(INPUT Opens)

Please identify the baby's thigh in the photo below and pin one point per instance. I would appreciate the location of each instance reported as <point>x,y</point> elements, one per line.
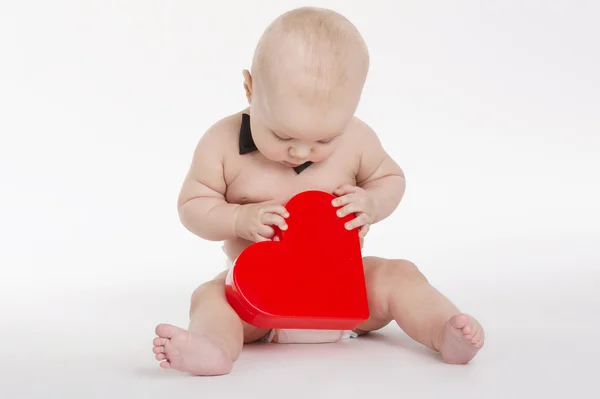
<point>377,295</point>
<point>251,333</point>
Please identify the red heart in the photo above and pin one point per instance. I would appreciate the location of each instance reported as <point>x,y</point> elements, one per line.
<point>312,278</point>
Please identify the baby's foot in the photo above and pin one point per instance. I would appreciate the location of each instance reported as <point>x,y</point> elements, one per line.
<point>197,354</point>
<point>461,339</point>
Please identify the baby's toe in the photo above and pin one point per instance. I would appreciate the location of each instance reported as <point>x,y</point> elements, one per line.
<point>165,364</point>
<point>459,321</point>
<point>165,330</point>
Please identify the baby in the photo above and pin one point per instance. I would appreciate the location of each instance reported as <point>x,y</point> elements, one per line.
<point>299,133</point>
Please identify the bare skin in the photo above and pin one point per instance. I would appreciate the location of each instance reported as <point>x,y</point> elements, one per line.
<point>237,199</point>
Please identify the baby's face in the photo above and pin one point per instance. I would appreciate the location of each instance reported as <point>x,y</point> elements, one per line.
<point>287,130</point>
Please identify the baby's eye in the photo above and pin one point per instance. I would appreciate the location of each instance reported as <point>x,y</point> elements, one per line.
<point>325,141</point>
<point>279,137</point>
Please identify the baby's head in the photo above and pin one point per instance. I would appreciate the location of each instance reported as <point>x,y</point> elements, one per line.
<point>308,73</point>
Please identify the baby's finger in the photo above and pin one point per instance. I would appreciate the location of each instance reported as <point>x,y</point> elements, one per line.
<point>343,200</point>
<point>358,221</point>
<point>273,219</point>
<point>278,209</point>
<point>345,189</point>
<point>364,230</point>
<point>348,209</point>
<point>265,233</point>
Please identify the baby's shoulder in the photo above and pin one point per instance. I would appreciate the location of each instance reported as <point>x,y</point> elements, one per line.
<point>223,135</point>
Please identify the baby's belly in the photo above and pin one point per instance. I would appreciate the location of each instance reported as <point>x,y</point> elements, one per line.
<point>233,248</point>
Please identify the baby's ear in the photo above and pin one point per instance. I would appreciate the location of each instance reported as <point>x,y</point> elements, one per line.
<point>247,84</point>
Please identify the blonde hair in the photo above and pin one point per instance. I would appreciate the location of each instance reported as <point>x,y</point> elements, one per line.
<point>320,46</point>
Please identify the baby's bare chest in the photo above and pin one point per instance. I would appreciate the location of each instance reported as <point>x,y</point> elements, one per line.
<point>256,181</point>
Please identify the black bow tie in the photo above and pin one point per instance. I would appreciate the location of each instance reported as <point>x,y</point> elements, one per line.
<point>247,142</point>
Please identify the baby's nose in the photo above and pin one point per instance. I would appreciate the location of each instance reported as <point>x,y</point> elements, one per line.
<point>300,151</point>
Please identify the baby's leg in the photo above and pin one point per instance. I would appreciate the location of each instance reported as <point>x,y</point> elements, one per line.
<point>398,291</point>
<point>215,337</point>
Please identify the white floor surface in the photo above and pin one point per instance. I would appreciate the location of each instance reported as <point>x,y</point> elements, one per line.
<point>541,343</point>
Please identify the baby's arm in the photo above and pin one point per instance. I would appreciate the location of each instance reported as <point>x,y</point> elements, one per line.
<point>379,175</point>
<point>202,207</point>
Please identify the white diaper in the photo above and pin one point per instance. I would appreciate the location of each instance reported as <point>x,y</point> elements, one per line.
<point>295,336</point>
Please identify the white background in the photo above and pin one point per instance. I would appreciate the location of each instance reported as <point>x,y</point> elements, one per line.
<point>491,109</point>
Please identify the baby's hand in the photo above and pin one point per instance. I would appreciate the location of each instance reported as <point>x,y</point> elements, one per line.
<point>355,200</point>
<point>254,221</point>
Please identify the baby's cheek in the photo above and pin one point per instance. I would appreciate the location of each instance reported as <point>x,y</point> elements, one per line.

(INPUT Closes)

If an entry above contains a picture, leave that picture out and copy everything else exactly.

Please identify the baby's thigh in the photo below and pin one point per instance. I would appreciate the location of each instance reported as <point>x,y</point> elements, one per line.
<point>377,295</point>
<point>251,333</point>
Please identify the red heart in the photo above and pin one point per instance. I would appreciate the location of each instance reported as <point>x,y</point> elements, one per line.
<point>312,278</point>
Please identify the baby's foot in the photo above and pin one point per instance. I would appreciate the location of each instance reported as <point>x,y</point> elements, one per line.
<point>197,354</point>
<point>461,339</point>
Please identify the baby's toe in the photo above and pin one point per instance. I would appreciate the location of each instance reported as <point>x,y</point> elements, one per line.
<point>165,364</point>
<point>459,321</point>
<point>165,330</point>
Please identify the baby in the photo above and pin one point per instance. I would appreciate the location of each instance reported as <point>x,y</point> elements, one per line.
<point>299,133</point>
Please identify the bare skin in the photo above and pin one point per instance. I would appreciate the location of each instance reported as <point>x,y</point> elements, one per line.
<point>237,199</point>
Please identify the baby's face in the photo above and pin one point per instance. I would appreciate the location of each instance reported as <point>x,y</point> elements, one per line.
<point>287,130</point>
Please identify the baby's eye in the photo above and pin one point per instance. I would appreciate the location of each instance reported as <point>x,y</point> elements, one per line.
<point>325,141</point>
<point>279,137</point>
Please identify the baby's head in the photo above and pin one point per instance. I would appreciate the location of each instance reported as <point>x,y</point> elements, one per line.
<point>308,73</point>
Please identify the baby's finger in the photo above and pin one point per instance. I would appreciate the location of each instance reported as <point>x,y</point> elements, one per line.
<point>343,200</point>
<point>358,221</point>
<point>273,219</point>
<point>278,209</point>
<point>345,189</point>
<point>364,230</point>
<point>348,209</point>
<point>265,233</point>
Please identify the baby's shoulder in the photo above and pin one point per instance. I would appreciate the location of each instance reported as <point>x,y</point> elements, one per line.
<point>223,135</point>
Please identify the baby's belly in the photo above and pin one point per instance. I would appreciate the location of each instance reported as <point>x,y</point> elements, one per line.
<point>233,248</point>
Please identify the baby's ear in the photo above and pin one point per instance. I would appreciate the location of each instance reported as <point>x,y</point> elements, one per line.
<point>247,84</point>
Please identify the blonde hair in the photo above and pin one point per instance. I would appreciate the location of each instance reported as <point>x,y</point> elements, one per line.
<point>320,46</point>
Please identify the baby's bare chest in the photo above and pin one point per instance. I would appreciate the location of each instance reported as <point>x,y</point> elements, one per line.
<point>256,181</point>
Please identify the black bow tie in the photo above and pin one point per instance. I would appreciate the location of each instance reported as <point>x,y</point> elements, one per line.
<point>247,142</point>
Please identify the baby's nose in the photo above and pin one point per instance. I would appreciate the location of each instance reported as <point>x,y</point> elements, one per line.
<point>300,151</point>
Please identify the baby's leg in the photo above and pin one point per instance. I would appreciate the location of each instance reported as <point>x,y</point> elements, one per line.
<point>398,291</point>
<point>215,337</point>
Please identify the white floor surface in the photo above and pin one point per instance. I would appreciate the location of each instance reported as <point>x,y</point> elements, one per line.
<point>541,343</point>
Please identify the baby's arm in the photo above and pin one point per instance. I would appreciate the location of each instance reported as <point>x,y</point> elements, one per line.
<point>379,175</point>
<point>202,207</point>
Please identify the white diaper in the photo above and pin one point per instance. I would appreciate the location of each instance reported as <point>x,y</point> elements, one per line.
<point>295,336</point>
Please identify the white background in the photo above and pin one point per instance. I would appreciate the location of each instance reported as <point>x,y</point> elements, one per line.
<point>491,109</point>
Please identify the baby's hand in the photo above and pin one point per instance. I would appreciate the location of each instance reported as <point>x,y</point> elements, one per line.
<point>355,200</point>
<point>254,221</point>
Please identify the baby's cheek in the photo above and pin one point per instance. I would appreciate the location of each instance reported as <point>x,y</point> elements, one per line.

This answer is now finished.